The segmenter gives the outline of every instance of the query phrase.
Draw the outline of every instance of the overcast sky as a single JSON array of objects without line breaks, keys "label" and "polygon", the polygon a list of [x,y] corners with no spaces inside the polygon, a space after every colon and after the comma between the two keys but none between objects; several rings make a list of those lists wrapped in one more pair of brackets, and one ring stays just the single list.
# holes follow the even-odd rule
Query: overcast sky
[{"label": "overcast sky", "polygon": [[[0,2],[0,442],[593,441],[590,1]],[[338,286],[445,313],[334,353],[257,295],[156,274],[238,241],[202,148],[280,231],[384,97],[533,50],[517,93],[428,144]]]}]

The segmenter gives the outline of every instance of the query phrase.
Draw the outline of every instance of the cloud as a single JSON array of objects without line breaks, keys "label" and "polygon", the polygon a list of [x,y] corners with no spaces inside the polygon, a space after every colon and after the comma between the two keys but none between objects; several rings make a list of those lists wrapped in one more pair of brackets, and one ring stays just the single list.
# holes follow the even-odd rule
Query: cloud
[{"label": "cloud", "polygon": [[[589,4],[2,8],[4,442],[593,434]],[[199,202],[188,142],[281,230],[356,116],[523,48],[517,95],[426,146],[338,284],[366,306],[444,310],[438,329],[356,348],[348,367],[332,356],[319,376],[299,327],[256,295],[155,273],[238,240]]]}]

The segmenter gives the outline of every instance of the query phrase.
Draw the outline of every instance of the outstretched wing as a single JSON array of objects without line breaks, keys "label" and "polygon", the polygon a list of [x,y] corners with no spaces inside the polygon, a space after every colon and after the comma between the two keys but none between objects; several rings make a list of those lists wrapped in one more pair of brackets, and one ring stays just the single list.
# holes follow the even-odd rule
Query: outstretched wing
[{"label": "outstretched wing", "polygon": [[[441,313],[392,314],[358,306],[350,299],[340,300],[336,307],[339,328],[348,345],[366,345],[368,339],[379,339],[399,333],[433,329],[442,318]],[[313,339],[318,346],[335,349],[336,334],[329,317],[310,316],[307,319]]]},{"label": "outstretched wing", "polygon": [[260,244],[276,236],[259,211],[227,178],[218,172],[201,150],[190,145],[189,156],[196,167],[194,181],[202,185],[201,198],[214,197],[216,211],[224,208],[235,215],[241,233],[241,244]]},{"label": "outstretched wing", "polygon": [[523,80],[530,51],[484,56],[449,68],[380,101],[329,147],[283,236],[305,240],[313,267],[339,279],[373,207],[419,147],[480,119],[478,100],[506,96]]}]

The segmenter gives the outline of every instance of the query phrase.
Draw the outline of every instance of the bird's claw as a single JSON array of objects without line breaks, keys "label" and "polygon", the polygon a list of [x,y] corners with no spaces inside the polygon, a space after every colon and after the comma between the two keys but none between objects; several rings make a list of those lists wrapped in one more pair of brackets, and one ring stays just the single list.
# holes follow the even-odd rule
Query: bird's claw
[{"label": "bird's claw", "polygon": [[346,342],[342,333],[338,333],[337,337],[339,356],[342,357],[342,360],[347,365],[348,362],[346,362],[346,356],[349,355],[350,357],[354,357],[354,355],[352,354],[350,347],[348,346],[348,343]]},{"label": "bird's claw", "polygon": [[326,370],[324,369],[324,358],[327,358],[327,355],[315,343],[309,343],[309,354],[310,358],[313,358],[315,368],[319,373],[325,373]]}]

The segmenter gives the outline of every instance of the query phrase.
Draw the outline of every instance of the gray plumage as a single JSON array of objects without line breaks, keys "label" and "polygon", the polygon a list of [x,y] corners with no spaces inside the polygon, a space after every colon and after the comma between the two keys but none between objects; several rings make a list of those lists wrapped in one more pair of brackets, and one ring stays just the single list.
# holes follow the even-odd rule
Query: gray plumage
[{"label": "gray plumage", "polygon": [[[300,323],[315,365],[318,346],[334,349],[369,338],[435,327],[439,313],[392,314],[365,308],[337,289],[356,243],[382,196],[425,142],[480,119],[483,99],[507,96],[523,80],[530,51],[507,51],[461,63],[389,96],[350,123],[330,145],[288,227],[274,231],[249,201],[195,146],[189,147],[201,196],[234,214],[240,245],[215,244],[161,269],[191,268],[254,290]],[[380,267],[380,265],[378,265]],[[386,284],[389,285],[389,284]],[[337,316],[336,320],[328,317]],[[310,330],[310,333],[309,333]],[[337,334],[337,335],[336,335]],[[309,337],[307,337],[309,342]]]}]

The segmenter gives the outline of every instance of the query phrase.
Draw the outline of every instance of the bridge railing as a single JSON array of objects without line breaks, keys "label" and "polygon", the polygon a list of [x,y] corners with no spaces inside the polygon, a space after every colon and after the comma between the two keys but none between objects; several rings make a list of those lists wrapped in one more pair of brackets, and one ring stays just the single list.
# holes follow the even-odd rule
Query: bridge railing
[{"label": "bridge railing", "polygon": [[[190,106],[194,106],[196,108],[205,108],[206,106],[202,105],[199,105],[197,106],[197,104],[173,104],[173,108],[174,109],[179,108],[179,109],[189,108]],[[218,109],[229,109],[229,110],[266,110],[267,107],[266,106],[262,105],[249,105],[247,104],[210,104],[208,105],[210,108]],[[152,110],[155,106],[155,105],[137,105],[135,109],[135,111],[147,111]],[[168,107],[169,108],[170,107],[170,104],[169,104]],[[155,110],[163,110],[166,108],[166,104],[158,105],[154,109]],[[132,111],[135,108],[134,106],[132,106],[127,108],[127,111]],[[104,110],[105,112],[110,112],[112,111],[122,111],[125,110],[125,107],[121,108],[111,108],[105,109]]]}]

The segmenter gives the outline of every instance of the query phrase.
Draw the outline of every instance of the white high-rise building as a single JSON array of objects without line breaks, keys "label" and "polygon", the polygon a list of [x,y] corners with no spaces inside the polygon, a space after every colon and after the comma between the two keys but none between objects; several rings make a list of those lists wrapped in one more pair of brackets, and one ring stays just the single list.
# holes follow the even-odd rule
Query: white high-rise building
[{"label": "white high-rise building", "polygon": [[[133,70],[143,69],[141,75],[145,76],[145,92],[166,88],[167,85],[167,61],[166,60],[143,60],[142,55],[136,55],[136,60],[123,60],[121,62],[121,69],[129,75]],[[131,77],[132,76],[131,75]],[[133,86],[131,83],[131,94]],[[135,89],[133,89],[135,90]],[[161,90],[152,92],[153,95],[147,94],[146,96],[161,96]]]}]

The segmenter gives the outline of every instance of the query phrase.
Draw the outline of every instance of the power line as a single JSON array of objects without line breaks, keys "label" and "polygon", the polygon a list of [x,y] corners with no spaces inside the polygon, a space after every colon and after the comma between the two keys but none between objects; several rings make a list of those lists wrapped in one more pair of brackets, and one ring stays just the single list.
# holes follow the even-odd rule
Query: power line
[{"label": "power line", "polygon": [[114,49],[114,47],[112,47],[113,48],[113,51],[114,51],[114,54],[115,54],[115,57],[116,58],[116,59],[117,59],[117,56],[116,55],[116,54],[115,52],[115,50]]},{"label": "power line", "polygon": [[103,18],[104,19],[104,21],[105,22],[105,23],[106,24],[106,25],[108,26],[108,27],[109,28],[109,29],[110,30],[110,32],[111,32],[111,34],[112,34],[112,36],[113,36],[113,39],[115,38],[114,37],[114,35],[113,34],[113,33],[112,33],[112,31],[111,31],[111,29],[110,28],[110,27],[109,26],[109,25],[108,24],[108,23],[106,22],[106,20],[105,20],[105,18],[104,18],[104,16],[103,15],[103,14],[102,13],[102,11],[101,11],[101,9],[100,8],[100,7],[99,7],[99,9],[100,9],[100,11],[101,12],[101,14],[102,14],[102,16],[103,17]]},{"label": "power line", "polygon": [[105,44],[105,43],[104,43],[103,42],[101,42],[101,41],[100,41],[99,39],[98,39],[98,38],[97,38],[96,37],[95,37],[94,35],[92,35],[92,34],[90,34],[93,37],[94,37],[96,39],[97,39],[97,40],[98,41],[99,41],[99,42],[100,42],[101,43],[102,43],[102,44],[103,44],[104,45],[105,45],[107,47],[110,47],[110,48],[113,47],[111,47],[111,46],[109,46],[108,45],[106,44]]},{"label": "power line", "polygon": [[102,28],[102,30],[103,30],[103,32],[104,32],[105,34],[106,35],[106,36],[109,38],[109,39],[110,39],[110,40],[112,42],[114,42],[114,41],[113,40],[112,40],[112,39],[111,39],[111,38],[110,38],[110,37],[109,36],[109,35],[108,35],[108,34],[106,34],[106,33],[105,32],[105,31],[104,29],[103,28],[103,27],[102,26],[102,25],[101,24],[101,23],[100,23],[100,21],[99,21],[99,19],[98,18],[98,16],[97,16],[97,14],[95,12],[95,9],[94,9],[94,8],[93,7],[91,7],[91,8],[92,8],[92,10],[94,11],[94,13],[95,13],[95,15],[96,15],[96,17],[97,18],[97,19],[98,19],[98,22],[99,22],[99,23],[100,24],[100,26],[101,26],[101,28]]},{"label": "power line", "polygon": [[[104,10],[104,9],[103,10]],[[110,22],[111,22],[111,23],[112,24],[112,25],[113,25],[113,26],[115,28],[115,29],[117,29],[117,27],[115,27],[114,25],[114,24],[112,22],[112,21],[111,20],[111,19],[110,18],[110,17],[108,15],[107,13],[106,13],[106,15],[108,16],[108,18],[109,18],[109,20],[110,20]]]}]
________________________________________
Locate each line of the material above that contains the string "building", and copy those lines out in full.

> Solution for this problem
Draw the outline of every instance of the white high-rise building as a single JSON array of objects without line breaks, keys "label" and "polygon", the polygon a list of [x,y] corners with no spaces inside the polygon, a space after every colon and after the comma between the two keys but none between objects; several rings make a list of those lists wrapped in one more pair of brackets, and one ring stays just the single list.
Query: white high-rise building
[{"label": "white high-rise building", "polygon": [[[133,70],[143,69],[141,75],[145,76],[145,92],[166,88],[167,85],[167,61],[166,60],[143,60],[142,55],[136,55],[136,60],[123,60],[121,62],[121,69],[129,75]],[[131,77],[132,76],[131,75]],[[133,86],[131,83],[131,94]],[[135,89],[133,89],[135,90]],[[161,90],[152,92],[153,95],[147,94],[146,96],[161,96]]]}]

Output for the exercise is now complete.